Overview of pat2sf.c Source Code

David S. Lawyer

Nov. 1997

1. INTRODUCTION

The main program code for BitFontEdit is pat2sf. This a program which creates bit-mapped soft-fonts for terminals and printers (not yet working for printers). It is written in C and works for WYSE and VT220 type terminals (and a few others which can emulate these). For printers, only some code for HP PCL is included, but it's not finished and can't be used. To use this program one "draws" characters in an ordinary ASCII file using *'s for pixels. Any editor or word processor may be used for this purpose. This file with all the *'s (pixels) in it is called the "pattern" file. Then the program pat2sf (=PATern to SoftFont) scans this file and generates the soft-font code needed for downloading to a terminal or printer. The source code files used to generate pat2sf currently are: scan.c, encode.c, and pat2sf.h. When (and if) printer support is added there will likely be more files.

There are various "languages" used by printers and terminals. Examples for printers are Esc/P2 for Epson Printers (and compatibles) and PCL5 for HP Printers (and compatibles). Examples for terminals are WYSE and VT200. Each language has it own method of encoding. See the file font_langs.html.

My program operates on the pattern file in two stages. The first stage scans this file and puts the *'s (pixels) from this file into matrices in the computer memory. This is done by the code in the source file: scan.c. The second stage is to inspect these matrices and encode the *'s of the matrices (using the the appropriate language such as WYSE) into softfont. The is done by C functions in the file: encode.c. pat2sf.h is a header file for defining data types and symbolic constants, especially those common to both source code files. In order understand the rest of this document you should have at least an elementary knowledge of the C programming language.

The source code contains copious comments and header bars dividing the code up into short sections of various lengths. Each header bar has a title in it such as "parse & print header lines". You probably should study the source code as you read this document document. Header lines will be put in quotes in this document.

Since my font program is not expected to be used by a large number of people, it is not worthwhile to provide it with an "idiot proof" user interface or an extensive help system. Thus it uses a simple command line interface with some interactive dialog in case of certain errors.

This document is often not changed when changes are made to the source code so sometimes you may see obsolete variable names, etc Once changes pile up (every year or so?) it's hopefully revised.

2. SCAN.C main()

--*--

> [Your tasks]
A - Answer these questions from the pat2sf overview:
(i) Which source file contains the code for the first stage, which scans the pattern file?
(ii) What character is used to represent pixels in the pattern file?
(iii) What kind of user interface does the program use?
B - Put the rows into a numbered list, starting at the line that contains "Labeling tool prompt — Object to detect: cloud" and ending at the line that contains "[[0, 0, 961, 312]]", both included. Leave out blank lines.
The rows after this sentence have no connection to the pat2sf overview.

> [Working data]

--*--

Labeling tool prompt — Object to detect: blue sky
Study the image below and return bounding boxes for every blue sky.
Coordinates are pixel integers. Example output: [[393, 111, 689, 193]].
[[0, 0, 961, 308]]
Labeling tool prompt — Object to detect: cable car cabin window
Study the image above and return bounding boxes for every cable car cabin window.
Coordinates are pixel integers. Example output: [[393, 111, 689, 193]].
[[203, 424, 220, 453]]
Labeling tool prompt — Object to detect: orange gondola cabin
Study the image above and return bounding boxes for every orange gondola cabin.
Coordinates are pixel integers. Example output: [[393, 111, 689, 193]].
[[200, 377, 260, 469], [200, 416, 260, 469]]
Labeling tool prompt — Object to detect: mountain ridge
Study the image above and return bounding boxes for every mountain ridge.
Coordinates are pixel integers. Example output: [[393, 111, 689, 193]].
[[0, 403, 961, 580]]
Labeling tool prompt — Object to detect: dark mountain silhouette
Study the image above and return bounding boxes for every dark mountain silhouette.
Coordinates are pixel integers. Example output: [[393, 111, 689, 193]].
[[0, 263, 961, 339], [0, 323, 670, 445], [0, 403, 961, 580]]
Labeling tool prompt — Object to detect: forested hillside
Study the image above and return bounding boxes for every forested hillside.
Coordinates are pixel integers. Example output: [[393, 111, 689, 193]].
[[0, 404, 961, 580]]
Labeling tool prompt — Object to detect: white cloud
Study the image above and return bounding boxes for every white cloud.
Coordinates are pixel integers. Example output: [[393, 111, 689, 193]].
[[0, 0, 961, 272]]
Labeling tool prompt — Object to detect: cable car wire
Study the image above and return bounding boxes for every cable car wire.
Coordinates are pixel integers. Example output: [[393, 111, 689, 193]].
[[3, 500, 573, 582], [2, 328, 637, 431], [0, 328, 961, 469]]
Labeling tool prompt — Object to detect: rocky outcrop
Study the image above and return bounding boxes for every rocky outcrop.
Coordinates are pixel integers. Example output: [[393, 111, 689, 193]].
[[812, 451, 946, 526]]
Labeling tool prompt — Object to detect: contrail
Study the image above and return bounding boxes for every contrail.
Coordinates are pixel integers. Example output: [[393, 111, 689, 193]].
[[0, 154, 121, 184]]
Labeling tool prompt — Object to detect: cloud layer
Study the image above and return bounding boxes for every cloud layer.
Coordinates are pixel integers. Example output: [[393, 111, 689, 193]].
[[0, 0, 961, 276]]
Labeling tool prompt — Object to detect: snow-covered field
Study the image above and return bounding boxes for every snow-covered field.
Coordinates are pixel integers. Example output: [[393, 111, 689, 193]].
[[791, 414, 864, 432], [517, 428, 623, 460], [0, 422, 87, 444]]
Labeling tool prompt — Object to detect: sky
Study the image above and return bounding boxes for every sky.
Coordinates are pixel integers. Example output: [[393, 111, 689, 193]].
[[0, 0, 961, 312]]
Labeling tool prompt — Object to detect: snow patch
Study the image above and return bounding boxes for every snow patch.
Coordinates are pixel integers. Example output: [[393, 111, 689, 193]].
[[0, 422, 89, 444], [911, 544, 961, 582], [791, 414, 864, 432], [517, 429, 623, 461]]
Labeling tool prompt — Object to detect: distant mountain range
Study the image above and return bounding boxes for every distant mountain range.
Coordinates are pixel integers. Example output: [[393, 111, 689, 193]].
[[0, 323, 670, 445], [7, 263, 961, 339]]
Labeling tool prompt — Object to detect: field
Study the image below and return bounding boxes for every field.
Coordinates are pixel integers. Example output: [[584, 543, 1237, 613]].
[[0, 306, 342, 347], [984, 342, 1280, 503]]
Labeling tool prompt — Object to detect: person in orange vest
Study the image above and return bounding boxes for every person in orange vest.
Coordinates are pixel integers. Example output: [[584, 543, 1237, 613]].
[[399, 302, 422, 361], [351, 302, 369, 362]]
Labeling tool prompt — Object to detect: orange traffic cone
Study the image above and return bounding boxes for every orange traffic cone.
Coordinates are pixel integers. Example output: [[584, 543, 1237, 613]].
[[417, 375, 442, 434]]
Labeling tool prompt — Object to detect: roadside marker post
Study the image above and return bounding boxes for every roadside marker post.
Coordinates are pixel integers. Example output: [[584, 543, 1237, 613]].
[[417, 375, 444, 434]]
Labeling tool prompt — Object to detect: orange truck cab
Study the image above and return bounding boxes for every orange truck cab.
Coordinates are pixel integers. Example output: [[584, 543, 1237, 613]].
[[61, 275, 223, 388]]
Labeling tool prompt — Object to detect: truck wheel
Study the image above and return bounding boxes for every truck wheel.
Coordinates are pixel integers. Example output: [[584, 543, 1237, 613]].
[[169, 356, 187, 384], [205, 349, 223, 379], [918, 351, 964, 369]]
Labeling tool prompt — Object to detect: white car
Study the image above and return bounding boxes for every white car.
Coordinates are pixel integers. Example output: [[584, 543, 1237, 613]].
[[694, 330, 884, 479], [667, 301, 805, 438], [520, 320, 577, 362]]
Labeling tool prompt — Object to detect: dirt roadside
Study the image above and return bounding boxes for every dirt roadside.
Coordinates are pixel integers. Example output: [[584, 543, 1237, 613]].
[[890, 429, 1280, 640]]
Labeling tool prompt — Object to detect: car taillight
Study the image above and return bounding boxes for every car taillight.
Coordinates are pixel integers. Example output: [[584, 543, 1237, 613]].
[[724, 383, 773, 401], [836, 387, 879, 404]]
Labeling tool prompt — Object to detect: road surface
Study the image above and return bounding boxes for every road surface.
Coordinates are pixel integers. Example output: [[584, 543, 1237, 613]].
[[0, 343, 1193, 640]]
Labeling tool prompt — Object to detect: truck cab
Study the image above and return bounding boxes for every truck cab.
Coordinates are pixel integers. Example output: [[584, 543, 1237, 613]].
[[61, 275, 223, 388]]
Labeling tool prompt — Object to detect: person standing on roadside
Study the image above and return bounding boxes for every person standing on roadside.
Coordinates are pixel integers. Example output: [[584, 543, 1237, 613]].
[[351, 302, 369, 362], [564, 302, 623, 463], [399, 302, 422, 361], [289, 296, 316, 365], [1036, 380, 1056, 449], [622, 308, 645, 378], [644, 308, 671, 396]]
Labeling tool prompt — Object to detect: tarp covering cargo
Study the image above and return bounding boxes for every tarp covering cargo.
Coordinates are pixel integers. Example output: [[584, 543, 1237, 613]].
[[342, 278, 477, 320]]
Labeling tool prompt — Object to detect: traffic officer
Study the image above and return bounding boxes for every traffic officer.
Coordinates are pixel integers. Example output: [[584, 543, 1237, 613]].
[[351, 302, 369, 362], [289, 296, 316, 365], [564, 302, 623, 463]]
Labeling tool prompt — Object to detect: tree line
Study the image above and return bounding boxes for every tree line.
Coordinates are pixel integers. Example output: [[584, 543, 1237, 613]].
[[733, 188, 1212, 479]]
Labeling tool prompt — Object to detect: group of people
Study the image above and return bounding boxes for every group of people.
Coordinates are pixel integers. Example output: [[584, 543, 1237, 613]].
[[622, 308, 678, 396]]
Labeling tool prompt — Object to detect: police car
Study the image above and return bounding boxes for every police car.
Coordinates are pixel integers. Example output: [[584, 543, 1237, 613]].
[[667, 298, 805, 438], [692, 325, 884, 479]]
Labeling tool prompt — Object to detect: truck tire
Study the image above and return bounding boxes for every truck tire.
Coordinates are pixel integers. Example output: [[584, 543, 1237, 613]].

--*--

> [Exercise responses]
A -
(i) scan.c
(ii) The asterisk (*)
(iii) A simple command line interface with some interactive dialog in case of certain errors

B -
1. Labeling tool prompt — Object to detect: cloud layer
2. Study the image above and return bounding boxes for every cloud layer.
3. Coordinates are pixel integers. Example output: [[393, 111, 689, 193]].
4. [[0, 0, 961, 276]]
5. Labeling tool prompt — Object to detect: snow-covered field
6. Study the image above and return bounding boxes for every snow-covered field.
7. Coordinates are pixel integers. Example output: [[393, 111, 689, 193]].
8. [[791, 414, 864, 432], [517, 428, 623, 460], [0, 422, 87, 444]]
9. Labeling tool prompt — Object to detect: sky
10. Study the image above and return bounding boxes for every sky.
11. Coordinates are pixel integers. Example output: [[393, 111, 689, 193]].
12. [[0, 0, 961, 312]]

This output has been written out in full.